What to work on -
- A) Copy out everything in the food fraud article from "In a week when" down to "the fraudulent products.".
- B) Continue the food fraud article, starting after its last sentence.

START Document passage

In a week when the on-line food media are publishing reports about what happened in the horse meat fraud scandal and the Chinese Government has identified a major food oil fraud the European Union issued a report that identified what they believe are the ten foods most likely to be fraudulent.

The report points to key factors likely to tempt the fraudsters.

Ease of creation. Greatest potential for profit. Reduced likelihood of discovery.

The ten foods are:  Fish, Olive oil, and Organic food, Powders, Pastes or Milk, Grains, Honey and Maple syrup, Coffee and Wine, Spices, Tea and some Fruit juices.

Perhaps red meat was omitted because the food industry is now focussed and testing and therefore the fraud is most likely to be exposed, but what about high strength spirits like Vodka.

There are tests available that will expose many of the fraudulent products.

The country of origin of meat can be identified. The true identity of fish is but one genetic test away.

Are they used frequently enough?  Are they easy to use, quick to give a result and reasonably priced?

Who is developing the next generation or the tests to meet the challenges of the next fraudulent product?

END Document passage
START Extracted information

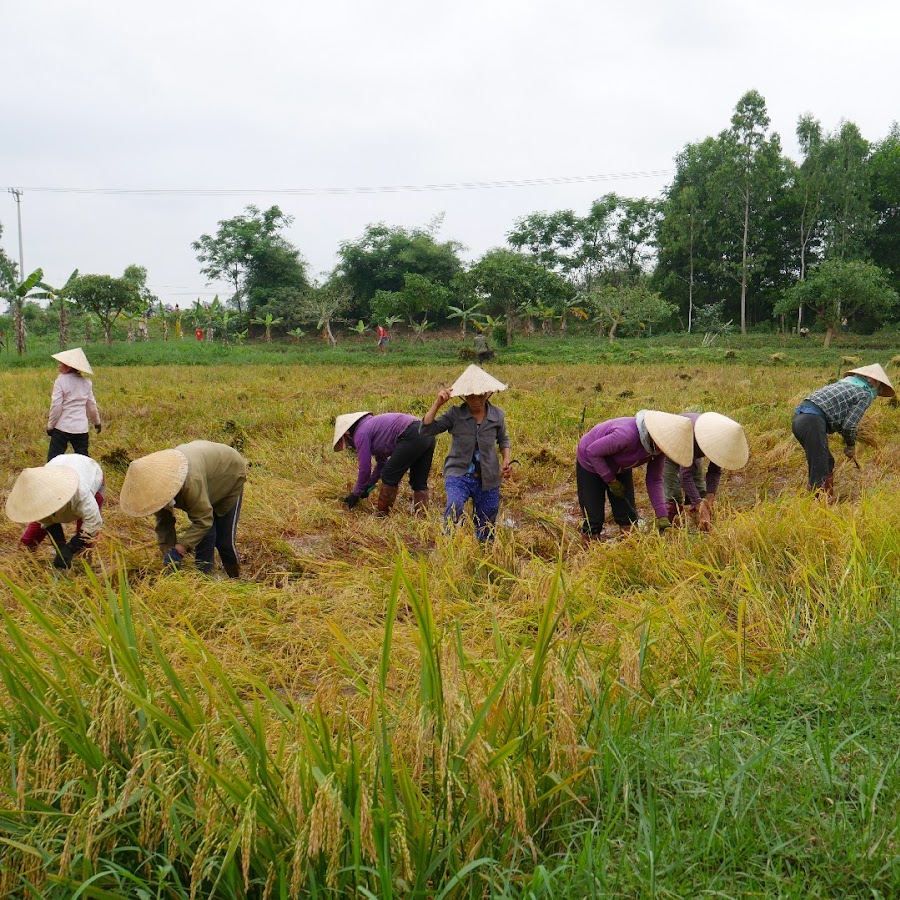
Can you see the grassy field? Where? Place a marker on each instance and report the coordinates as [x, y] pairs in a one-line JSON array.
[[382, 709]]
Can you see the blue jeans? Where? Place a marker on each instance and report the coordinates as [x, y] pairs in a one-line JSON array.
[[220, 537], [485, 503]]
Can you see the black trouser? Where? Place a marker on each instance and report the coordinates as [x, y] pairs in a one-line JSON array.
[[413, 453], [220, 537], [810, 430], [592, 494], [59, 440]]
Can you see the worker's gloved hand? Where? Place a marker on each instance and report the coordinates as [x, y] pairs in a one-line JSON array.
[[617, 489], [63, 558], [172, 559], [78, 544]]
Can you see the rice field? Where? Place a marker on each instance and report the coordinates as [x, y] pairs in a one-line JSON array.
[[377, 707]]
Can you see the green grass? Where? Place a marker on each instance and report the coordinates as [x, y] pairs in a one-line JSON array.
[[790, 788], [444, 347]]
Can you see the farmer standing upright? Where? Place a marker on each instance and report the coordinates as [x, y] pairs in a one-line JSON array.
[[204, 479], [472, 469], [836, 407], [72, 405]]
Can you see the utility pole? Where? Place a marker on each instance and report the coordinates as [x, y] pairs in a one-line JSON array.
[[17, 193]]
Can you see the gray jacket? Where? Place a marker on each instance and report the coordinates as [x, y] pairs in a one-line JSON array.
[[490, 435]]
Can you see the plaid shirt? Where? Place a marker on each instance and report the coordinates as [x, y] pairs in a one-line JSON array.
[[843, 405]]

END Extracted information
START Extracted information

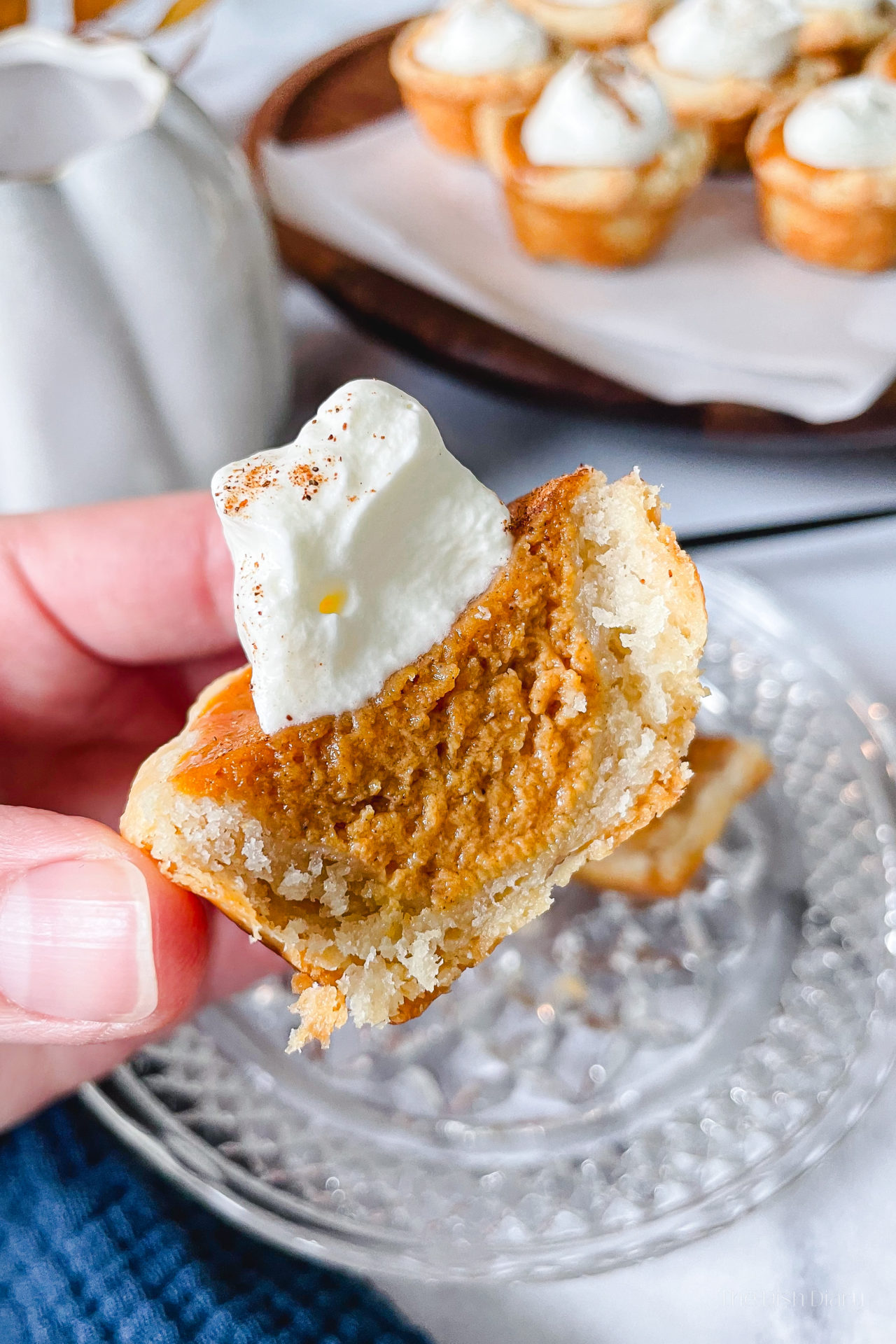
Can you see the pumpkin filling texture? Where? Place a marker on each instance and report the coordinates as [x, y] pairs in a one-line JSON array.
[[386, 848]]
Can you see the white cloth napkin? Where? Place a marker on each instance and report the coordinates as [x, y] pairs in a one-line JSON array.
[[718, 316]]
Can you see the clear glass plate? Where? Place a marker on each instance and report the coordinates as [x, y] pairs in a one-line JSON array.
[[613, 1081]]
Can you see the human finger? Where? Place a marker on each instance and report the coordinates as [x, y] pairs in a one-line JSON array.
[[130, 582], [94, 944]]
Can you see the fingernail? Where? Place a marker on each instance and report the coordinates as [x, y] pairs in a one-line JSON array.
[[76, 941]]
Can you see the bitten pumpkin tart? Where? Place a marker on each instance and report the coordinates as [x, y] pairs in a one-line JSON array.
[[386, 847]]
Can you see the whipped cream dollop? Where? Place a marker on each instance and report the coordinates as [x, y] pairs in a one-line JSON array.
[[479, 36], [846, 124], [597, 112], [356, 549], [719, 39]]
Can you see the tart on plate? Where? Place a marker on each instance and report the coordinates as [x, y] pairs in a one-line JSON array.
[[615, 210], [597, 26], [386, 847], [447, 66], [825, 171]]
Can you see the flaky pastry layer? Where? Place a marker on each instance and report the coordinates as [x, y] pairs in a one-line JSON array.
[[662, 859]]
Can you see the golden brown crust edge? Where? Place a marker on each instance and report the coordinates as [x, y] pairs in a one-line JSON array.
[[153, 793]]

END Extracted information
START Extracted information

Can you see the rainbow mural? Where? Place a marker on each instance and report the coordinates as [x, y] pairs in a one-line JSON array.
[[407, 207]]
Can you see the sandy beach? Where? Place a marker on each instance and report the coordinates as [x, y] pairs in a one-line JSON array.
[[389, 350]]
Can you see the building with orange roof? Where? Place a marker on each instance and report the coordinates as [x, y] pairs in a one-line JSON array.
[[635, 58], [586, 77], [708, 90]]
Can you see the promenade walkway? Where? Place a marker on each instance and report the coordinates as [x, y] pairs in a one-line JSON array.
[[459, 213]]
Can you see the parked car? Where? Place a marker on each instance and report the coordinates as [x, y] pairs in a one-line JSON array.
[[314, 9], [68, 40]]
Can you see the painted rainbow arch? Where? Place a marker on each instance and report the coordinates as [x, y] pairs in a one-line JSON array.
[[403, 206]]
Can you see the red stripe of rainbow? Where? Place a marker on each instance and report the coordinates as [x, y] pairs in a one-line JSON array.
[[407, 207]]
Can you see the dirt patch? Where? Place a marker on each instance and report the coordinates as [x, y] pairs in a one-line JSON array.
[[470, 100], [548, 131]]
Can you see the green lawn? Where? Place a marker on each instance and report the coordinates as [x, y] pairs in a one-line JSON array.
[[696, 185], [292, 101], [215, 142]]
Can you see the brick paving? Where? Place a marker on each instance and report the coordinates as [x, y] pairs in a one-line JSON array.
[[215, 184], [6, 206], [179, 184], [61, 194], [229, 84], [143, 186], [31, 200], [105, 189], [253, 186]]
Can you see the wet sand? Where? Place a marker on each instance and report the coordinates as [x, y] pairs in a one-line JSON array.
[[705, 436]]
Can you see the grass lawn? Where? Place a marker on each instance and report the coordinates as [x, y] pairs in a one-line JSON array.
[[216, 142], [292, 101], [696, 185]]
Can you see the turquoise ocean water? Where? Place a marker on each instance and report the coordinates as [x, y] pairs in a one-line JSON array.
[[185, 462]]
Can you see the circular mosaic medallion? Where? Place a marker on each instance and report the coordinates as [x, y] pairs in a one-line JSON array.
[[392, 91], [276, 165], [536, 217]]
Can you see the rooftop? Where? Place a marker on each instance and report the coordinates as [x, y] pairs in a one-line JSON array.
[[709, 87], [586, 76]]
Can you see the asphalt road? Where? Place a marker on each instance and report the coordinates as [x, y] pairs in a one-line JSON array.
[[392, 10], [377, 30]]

END Extracted information

Task answers -
- A)
In a week when the on-line food media are publishing reports about what happened in the horse meat fraud scandal and the Chinese Government has identified a major food oil fraud the European Union issued a report that identified what they believe are the ten foods most likely to be fraudulent.

The report points to key factors likely to tempt the fraudsters.

Ease of creation. Greatest potential for profit. Reduced likelihood of discovery.

The ten foods are:  Fish, Olive oil, and Organic food, Powders, Pastes or Milk, Grains, Honey and Maple syrup, Coffee and Wine, Spices, Tea and some Fruit juices.

Perhaps red meat was omitted because the food industry is now focussed and testing and therefore the fraud is most likely to be exposed, but what about high strength spirits like Vodka.

There are tests available that will expose many of the fraudulent products.

- B)
All the products on the list have been publicly exposed when frauds has been exposed.

Are there any missing that were found by the food industry’s diligence in supplier monitoring?

What indicators do you use that may offer early warning of temptation to defraud?

A change in price in a tight market? A new supply of scarce ingredients at competitive rates? A new supplier with an unbelievable financial record?

Or will it sneak up on you?

A good supplier monitoring system is more likely to provide a food processor with better protection from fraudulent ingredients.

Testing can be considered the cherry on the cake of diligent supplier risk assessment.

If you systematically re-assess your approved suppliers list and review the way they do business then perhaps you may spot that one rare fraudster before you spot the fraud.